DATASET RECORDS:
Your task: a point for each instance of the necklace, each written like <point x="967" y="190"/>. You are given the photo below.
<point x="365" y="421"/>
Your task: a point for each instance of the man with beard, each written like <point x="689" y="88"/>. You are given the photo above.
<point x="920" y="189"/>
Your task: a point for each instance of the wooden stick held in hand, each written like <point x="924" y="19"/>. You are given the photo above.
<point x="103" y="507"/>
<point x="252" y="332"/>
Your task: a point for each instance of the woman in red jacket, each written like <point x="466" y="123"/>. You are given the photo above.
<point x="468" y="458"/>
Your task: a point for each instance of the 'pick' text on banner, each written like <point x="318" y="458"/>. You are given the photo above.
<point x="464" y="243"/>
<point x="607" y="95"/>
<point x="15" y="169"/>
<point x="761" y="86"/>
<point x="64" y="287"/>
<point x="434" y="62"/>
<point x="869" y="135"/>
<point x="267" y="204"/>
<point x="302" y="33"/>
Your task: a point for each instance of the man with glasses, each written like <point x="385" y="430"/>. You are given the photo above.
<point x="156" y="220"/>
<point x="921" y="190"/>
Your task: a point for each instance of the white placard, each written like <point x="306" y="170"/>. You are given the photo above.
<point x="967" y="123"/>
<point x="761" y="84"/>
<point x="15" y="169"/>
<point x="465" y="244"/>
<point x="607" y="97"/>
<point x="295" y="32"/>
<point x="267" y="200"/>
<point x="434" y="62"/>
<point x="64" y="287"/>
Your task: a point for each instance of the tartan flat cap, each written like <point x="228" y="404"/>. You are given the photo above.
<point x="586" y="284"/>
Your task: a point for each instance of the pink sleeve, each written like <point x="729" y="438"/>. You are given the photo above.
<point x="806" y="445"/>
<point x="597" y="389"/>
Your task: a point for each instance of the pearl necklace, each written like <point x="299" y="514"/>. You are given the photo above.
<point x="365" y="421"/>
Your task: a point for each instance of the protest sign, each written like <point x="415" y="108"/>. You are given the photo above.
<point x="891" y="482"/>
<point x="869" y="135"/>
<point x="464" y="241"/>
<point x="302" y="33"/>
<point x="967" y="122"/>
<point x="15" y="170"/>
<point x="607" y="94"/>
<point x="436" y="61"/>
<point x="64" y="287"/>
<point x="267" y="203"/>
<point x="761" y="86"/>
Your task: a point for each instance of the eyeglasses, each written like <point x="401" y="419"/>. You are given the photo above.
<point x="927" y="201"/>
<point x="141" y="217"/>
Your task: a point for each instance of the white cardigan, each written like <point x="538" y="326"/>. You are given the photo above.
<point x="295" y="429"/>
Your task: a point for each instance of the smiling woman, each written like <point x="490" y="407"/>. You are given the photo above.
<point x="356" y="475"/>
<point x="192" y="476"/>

TO DO:
Would you repeat all of the data above, word for word?

RESPONSE AREA:
Your task: a point for each instance of the necklace, each written like <point x="967" y="190"/>. You are given the photo below.
<point x="365" y="421"/>
Your task: a point for each instance of the man with beard, each written like <point x="689" y="88"/>. You are given the photo above.
<point x="920" y="189"/>
Your task: a point for each instance of the wooden stick held in hand, each written like <point x="924" y="19"/>. You are given the photo above.
<point x="103" y="507"/>
<point x="252" y="332"/>
Your task: a point for each instance of the woman in red jacket, each written like <point x="466" y="123"/>. You are given the photo above.
<point x="468" y="458"/>
Your task: a point for each instance of the 'pick' text on banner, each written like <point x="318" y="458"/>. You are given the photo above.
<point x="464" y="243"/>
<point x="607" y="95"/>
<point x="15" y="169"/>
<point x="761" y="86"/>
<point x="64" y="287"/>
<point x="434" y="62"/>
<point x="869" y="135"/>
<point x="267" y="204"/>
<point x="302" y="33"/>
Your task: a point for each instance of the man with glasses, each written like <point x="385" y="430"/>. You are given the photo above.
<point x="156" y="220"/>
<point x="921" y="190"/>
Your task: a point for each instance of the white placard, each written like <point x="306" y="170"/>. You are given the photo above.
<point x="967" y="123"/>
<point x="761" y="84"/>
<point x="15" y="169"/>
<point x="465" y="244"/>
<point x="607" y="97"/>
<point x="295" y="32"/>
<point x="267" y="200"/>
<point x="434" y="62"/>
<point x="64" y="287"/>
Your task: a point for each instance of the tartan flat cap, each written like <point x="228" y="404"/>. You are given the photo above.
<point x="586" y="284"/>
Your task: a point for each instance of the pink sleeve, each written like <point x="729" y="438"/>. You are given the photo above.
<point x="806" y="445"/>
<point x="597" y="389"/>
Your task: a point for each instance of the pearl necklace, each written like <point x="299" y="514"/>. You are given the photo above.
<point x="365" y="421"/>
Your task: a point for each instance of the protest sign, each written like <point x="415" y="108"/>. You are given the photo above.
<point x="891" y="482"/>
<point x="869" y="135"/>
<point x="464" y="241"/>
<point x="302" y="33"/>
<point x="967" y="122"/>
<point x="15" y="170"/>
<point x="607" y="94"/>
<point x="436" y="61"/>
<point x="64" y="287"/>
<point x="267" y="203"/>
<point x="761" y="86"/>
Your task: a point for each instance of the eyeglasses, each written like <point x="401" y="419"/>. You are given the photo above.
<point x="927" y="201"/>
<point x="141" y="217"/>
Your task: a point for each instance of the white cardigan, each written like <point x="538" y="326"/>. You are given the photo above.
<point x="295" y="429"/>
Your task: a point for each instance of the smiling woman, each written like <point x="490" y="407"/>. You are given the photo above.
<point x="356" y="475"/>
<point x="192" y="476"/>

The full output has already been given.